EXERCISE REQUIREMENTS
In which lines of the data does the string "leaf" appear? Copy every one.

[Records from a dataset]
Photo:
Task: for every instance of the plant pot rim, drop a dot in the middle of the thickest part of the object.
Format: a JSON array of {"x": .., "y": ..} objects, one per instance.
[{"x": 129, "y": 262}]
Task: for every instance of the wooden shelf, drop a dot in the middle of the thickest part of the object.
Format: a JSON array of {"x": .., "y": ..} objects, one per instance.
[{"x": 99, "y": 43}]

...

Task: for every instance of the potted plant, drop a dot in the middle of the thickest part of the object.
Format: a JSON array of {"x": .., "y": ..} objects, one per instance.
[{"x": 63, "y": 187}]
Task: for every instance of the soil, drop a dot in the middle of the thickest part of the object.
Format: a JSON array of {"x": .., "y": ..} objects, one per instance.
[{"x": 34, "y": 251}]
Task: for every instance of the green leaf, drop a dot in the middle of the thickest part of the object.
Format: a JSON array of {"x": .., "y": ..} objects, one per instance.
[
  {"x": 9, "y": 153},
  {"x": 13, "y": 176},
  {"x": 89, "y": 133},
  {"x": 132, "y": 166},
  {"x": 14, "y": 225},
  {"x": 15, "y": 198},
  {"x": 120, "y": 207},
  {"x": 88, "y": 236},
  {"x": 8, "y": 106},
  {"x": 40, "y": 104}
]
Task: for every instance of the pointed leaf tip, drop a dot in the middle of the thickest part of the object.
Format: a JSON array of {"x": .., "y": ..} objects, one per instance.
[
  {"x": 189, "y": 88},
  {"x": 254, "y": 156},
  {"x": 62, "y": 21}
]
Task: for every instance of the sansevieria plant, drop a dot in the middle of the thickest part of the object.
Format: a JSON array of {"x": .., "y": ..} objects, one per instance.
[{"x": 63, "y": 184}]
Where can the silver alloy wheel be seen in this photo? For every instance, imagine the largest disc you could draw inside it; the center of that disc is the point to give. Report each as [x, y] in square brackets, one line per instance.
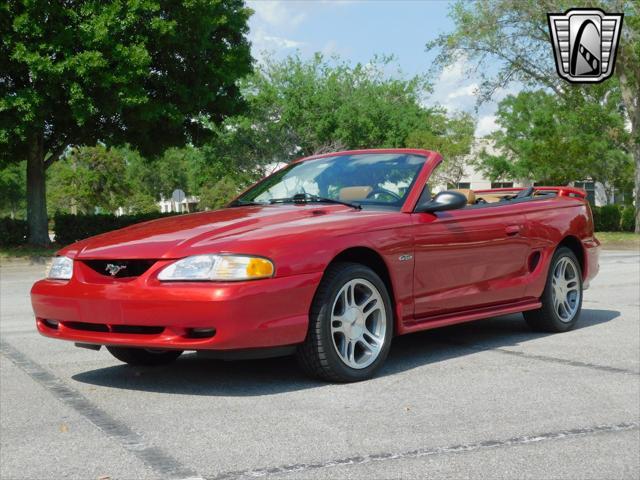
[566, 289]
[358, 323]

TASK SOLUTION
Task: for every instance of the green leaf, drop a dot in the middle of the thickest part of the object.
Task: for every instance of the pointed leaf tip, drop a dot in the middle of the thickest part of the object.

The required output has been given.